Dataset entries:
*** Block opens ***
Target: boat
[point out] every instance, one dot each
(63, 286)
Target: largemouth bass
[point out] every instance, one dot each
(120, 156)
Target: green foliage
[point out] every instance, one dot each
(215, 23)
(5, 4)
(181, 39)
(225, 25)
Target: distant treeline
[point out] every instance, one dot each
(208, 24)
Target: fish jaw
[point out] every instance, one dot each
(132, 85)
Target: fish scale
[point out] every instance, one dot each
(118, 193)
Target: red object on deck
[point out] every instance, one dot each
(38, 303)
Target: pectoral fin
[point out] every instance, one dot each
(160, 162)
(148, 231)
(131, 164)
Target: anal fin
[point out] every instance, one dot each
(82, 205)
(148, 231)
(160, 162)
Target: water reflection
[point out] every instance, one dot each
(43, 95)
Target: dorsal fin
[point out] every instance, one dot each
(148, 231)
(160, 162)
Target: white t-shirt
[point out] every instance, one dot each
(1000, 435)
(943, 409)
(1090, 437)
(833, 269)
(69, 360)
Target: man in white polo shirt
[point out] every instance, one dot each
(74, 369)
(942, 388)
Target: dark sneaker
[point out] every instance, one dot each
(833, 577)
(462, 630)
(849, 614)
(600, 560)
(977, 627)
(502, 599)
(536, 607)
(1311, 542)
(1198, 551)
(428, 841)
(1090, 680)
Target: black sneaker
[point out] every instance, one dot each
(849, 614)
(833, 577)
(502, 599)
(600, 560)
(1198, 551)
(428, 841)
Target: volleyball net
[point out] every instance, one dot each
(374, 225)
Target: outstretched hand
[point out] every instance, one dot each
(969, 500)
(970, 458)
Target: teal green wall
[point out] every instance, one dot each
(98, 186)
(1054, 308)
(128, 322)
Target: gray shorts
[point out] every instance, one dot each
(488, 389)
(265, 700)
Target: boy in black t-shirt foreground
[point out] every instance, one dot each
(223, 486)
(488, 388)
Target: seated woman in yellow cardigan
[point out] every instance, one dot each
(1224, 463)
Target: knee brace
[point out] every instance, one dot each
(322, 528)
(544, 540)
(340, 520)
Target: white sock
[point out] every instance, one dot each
*** Block closes ***
Problem statement – For each line in the data that contains the string "white", give a copy of that line.

Reply to the task –
Target: white t-shirt
Target: man in white polo shirt
Target: white sock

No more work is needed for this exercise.